#### [Activity]
Except for the pictures, retype the records that follow exactly.

----- Supplied material -----

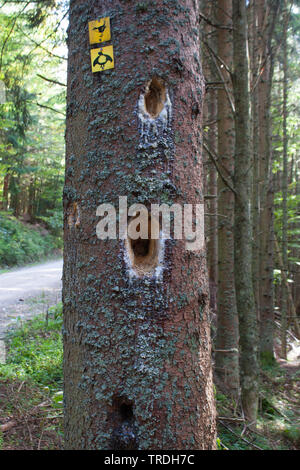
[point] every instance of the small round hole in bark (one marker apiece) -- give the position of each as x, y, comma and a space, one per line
73, 215
126, 412
155, 97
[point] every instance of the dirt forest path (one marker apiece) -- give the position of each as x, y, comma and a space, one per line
27, 291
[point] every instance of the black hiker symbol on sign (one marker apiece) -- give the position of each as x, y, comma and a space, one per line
100, 29
102, 59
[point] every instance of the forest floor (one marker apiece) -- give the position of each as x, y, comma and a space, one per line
278, 426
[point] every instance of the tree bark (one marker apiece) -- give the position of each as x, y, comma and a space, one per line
137, 363
227, 360
242, 223
284, 188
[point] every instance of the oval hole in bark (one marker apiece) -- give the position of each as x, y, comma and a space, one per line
73, 215
143, 254
155, 97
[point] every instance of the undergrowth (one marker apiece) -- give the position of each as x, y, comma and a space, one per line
31, 385
21, 243
278, 424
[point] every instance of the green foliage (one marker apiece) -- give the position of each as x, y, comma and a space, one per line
35, 353
21, 244
32, 115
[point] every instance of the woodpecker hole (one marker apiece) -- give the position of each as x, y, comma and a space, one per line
155, 97
143, 253
73, 215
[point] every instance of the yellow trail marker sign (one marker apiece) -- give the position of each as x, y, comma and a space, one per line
99, 30
102, 58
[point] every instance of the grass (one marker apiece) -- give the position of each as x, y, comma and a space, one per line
31, 396
22, 244
31, 385
278, 424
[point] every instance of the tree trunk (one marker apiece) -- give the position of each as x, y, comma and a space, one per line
284, 188
227, 356
266, 17
242, 228
5, 191
137, 348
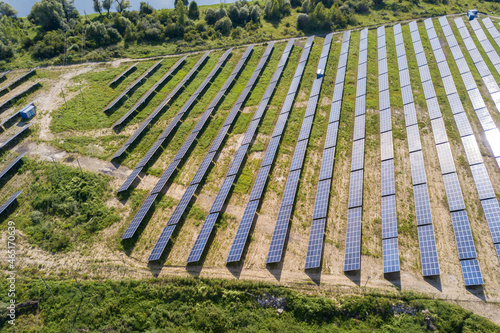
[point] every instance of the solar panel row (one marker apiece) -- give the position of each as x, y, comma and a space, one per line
214, 148
281, 227
202, 238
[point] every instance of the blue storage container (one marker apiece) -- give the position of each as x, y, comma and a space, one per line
28, 112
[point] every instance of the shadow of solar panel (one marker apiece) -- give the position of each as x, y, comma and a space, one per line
445, 158
242, 233
11, 165
358, 155
439, 131
359, 128
428, 252
471, 272
161, 243
422, 205
413, 138
222, 194
417, 168
356, 189
331, 135
322, 197
387, 176
352, 258
389, 217
271, 151
315, 245
493, 137
463, 235
201, 241
463, 124
390, 252
386, 146
237, 160
492, 214
385, 120
472, 150
290, 188
279, 235
482, 181
327, 163
139, 216
9, 201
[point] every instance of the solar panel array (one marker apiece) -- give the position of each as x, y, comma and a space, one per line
315, 244
11, 165
473, 155
235, 166
489, 127
461, 228
134, 84
9, 201
214, 148
120, 76
9, 102
427, 241
144, 97
160, 107
176, 120
352, 258
286, 206
390, 249
256, 194
4, 144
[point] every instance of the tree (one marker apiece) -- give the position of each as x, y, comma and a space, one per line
106, 4
193, 11
98, 7
48, 14
122, 5
7, 10
210, 16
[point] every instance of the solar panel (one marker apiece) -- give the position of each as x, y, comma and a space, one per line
471, 272
358, 155
356, 189
472, 150
201, 240
422, 205
271, 151
492, 213
428, 252
445, 158
11, 165
417, 168
299, 154
327, 163
463, 124
439, 130
315, 245
290, 188
331, 135
387, 175
385, 120
390, 252
413, 138
463, 235
181, 207
322, 197
389, 217
279, 235
9, 201
242, 234
352, 258
139, 216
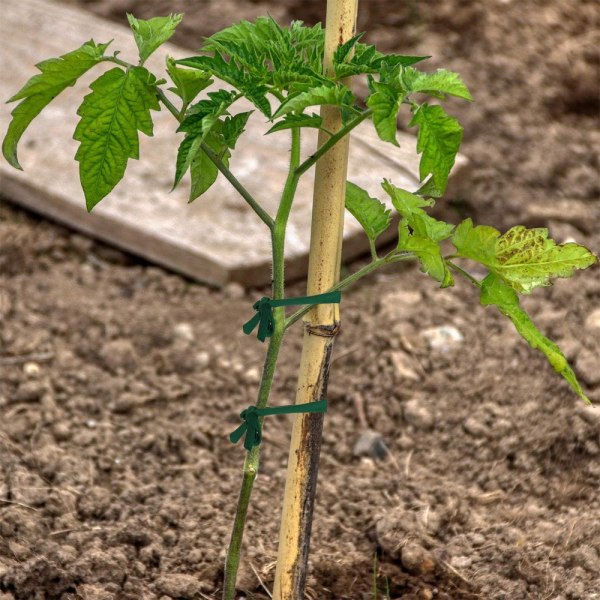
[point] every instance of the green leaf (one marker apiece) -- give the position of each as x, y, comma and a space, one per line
56, 75
202, 117
410, 207
366, 59
429, 190
495, 292
291, 121
338, 95
385, 102
152, 33
477, 243
436, 84
202, 169
438, 140
429, 254
234, 126
372, 214
188, 82
523, 258
118, 106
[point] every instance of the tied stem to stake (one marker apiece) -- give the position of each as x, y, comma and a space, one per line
264, 317
321, 327
251, 427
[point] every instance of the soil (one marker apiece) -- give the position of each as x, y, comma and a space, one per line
119, 382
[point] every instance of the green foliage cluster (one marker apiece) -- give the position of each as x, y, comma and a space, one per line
279, 71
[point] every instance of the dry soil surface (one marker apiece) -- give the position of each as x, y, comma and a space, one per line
119, 382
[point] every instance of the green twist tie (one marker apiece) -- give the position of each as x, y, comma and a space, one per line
251, 425
264, 311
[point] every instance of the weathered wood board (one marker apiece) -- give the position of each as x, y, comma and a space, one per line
216, 239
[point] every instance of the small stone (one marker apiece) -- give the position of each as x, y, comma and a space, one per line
475, 427
119, 354
234, 290
178, 586
61, 432
30, 391
202, 359
371, 444
31, 369
252, 375
87, 274
184, 332
404, 366
444, 338
587, 366
417, 414
125, 403
461, 562
587, 557
416, 560
593, 319
588, 413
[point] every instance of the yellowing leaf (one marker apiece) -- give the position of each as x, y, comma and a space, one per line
524, 258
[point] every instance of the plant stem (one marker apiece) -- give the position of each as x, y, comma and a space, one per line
251, 463
242, 191
321, 323
250, 470
262, 214
333, 140
345, 283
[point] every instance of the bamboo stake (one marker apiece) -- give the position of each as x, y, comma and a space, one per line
321, 325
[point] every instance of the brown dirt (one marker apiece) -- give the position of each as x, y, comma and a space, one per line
119, 382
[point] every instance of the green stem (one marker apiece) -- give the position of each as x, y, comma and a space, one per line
251, 463
332, 141
262, 214
250, 469
242, 191
281, 219
392, 257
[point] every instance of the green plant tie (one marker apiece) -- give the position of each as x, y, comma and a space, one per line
251, 417
264, 311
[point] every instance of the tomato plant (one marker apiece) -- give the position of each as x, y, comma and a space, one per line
284, 72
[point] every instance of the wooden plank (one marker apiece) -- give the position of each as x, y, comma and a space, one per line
216, 239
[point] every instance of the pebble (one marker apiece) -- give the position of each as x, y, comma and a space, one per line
234, 291
461, 562
444, 338
30, 391
416, 560
178, 586
119, 354
184, 332
417, 414
202, 359
587, 366
371, 444
593, 319
31, 369
475, 427
61, 432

-----

#### [Expected answer]
[point] every instance of the small round hole in bark (one marker apiece) -- give the position of each as x, y, comma and a space, one per line
73, 215
126, 412
155, 97
[point] every instance of the dirt forest path (one marker apiece) -- give the position of each as x, y, comma and a space, one per line
27, 291
[point] every instance of the black hiker symbol on sign (one marker apiece) -- give the position of each as x, y, comma and a space, one per line
100, 29
102, 59
[point] every instance of the forest floor (one marker apiece) -- give the position of each as x, y, comma and a space, one per line
278, 426
[point] every instance of the tree bark (one marker apiece) -- give the position of each as x, y, comma and a space, one per line
137, 363
227, 360
242, 223
284, 188
[point] every instance of the oval hole in bark (one marker apiece) -- give the position of each as x, y, comma and a space, one per line
73, 215
143, 254
155, 97
[point] every instance of the undergrowth (one marker apiece) -- give the position of each as x, y, comma and a space, one per line
31, 385
21, 243
278, 424
[point] every instance of the green foliage (one marker apiece) -- give the position of each as x, y, comma and a space, one per line
35, 353
21, 244
32, 115
[point] every instance of the woodpecker hole (one marker apiece) -- give the position of each as x, y, comma and a space, one per line
155, 97
143, 253
73, 215
[point] every instance of the yellow trail marker sign (one marker apiece) -- give the position of each as x, y, comma and a space, one per line
99, 30
102, 58
[point] every instance of the grass (one marker apiece) -- give the position of each as x, y, comma and a space, one per line
31, 396
22, 244
31, 385
278, 424
[point] every instance of the tree trunk (one marker apiece) -- give the position of each as x, y, comma and a space, one per line
284, 188
227, 356
266, 17
242, 228
5, 191
137, 348
[point] every instance of the solar panel row (one marker apiece) -- give the position of each as x, y, comma and a space, one per line
214, 148
281, 227
202, 238
[point] every instance of the blue storage container (one marker apiece) -- give the position of each as x, y, comma and a space, one per line
28, 112
[point] every instance of the shadow of solar panel (one marker apiece) -- give the position of each as x, y, comma and a space, one per line
445, 158
242, 233
11, 165
358, 155
439, 131
359, 128
428, 252
471, 272
161, 243
422, 205
413, 138
222, 194
417, 168
356, 189
331, 135
322, 197
387, 176
352, 258
389, 217
271, 151
315, 245
493, 137
463, 235
201, 241
463, 124
390, 252
386, 146
237, 160
492, 214
385, 120
472, 150
290, 188
279, 235
482, 181
327, 163
139, 216
9, 201
[point] every instance of the solar panel array (one marker apiece) -- give the position of each as x, y, comma and a space, one per line
315, 244
11, 165
473, 155
235, 166
489, 127
461, 228
134, 84
9, 201
214, 148
120, 76
9, 102
427, 241
144, 97
160, 107
176, 120
352, 258
286, 206
390, 249
256, 194
4, 144
[point] every instance of the tree (one marker apiece) -- give the position of each as x, y, comma and a space, one per line
106, 4
193, 11
98, 7
48, 14
122, 5
7, 10
210, 16
[point] every instance of the solar panel (one marker apiece) -- give the position of each as x, y, comma and a space, one per line
471, 272
358, 155
356, 189
472, 150
201, 240
422, 205
271, 151
492, 213
428, 252
445, 158
11, 165
417, 168
299, 154
327, 163
463, 124
439, 130
315, 245
290, 188
331, 135
387, 175
385, 120
390, 252
413, 138
463, 235
181, 207
322, 197
389, 217
279, 235
9, 201
242, 234
352, 258
139, 216
[point] every instance of the green leaf (one marker apiece) -- give the position of each as x, y, comma and a space, one per line
56, 75
202, 117
410, 207
366, 59
429, 190
495, 292
291, 121
338, 95
385, 102
152, 33
477, 243
436, 84
202, 169
438, 140
429, 254
234, 126
372, 214
188, 82
523, 258
118, 106
[point] every instance of the tied stem to stake (one marker apiece) -- give the position of each as x, y, comma and a space, one per line
264, 317
321, 327
251, 427
[point] every instance of the soil (one marker apiece) -- give the position of each as x, y, comma and a space, one per line
119, 382
[point] every instance of the green foliage cluster (one marker apiece) -- give the position of each as x, y, comma and a space, one per line
279, 71
[point] every instance of the dry soil surface (one marker apiece) -- give the position of each as x, y, comma and a space, one per line
119, 382
[point] every instance of the green twist tie (one marker apiece) -- give the position of each as x, y, comma and a space, one per line
251, 425
264, 311
[point] every instance of the weathered wood board (one marker apiece) -- give the position of each as x, y, comma and a space, one per line
216, 239
[point] every instance of the small stone (one marker apiece) -- give the position of each as x, y, comma and a space, one per line
475, 427
119, 354
234, 290
178, 586
61, 432
30, 391
202, 359
371, 444
31, 369
252, 375
87, 274
184, 332
404, 366
444, 338
587, 366
417, 414
125, 403
461, 562
587, 557
416, 560
593, 319
588, 413
[point] every instance of the yellowing leaf (one marker apiece) -- give the position of each as x, y, comma and a space, one per line
524, 258
[point] every instance of the plant stem (one marker apiece) -- give the position of each as x, y, comma and a space, one per line
251, 463
242, 191
321, 323
250, 470
262, 214
333, 140
345, 283
[point] every instance of the bamboo stake (one marker apiece) -- give the position of each as x, y, comma and a space, one per line
321, 325
[point] every instance of the brown dirt (one marker apiece) -- give the position of each as x, y, comma and a space, one per line
119, 382
[point] every instance of the green stem (one marker apiece) -- give the position of each as x, y, comma and a space, one per line
251, 463
332, 141
262, 214
250, 469
242, 191
281, 219
392, 257
[point] every instance of the green plant tie (one marker apiece) -- give the position of each as x, y, comma and a space, one per line
251, 417
264, 311
[point] every instance of the tomato plant (one marker apiece) -- give the position of each as x, y, comma and a space, one per line
284, 72
[point] every instance of the wooden plank (one marker apiece) -- give the position of each as x, y, comma and a space, one per line
216, 239
[point] every instance of the pebble (one marker apiece) -- give the position of each as x, y, comma and a space, one per line
234, 291
461, 562
444, 338
30, 391
416, 560
178, 586
119, 354
184, 332
417, 414
202, 359
587, 366
371, 444
593, 319
31, 369
475, 427
61, 432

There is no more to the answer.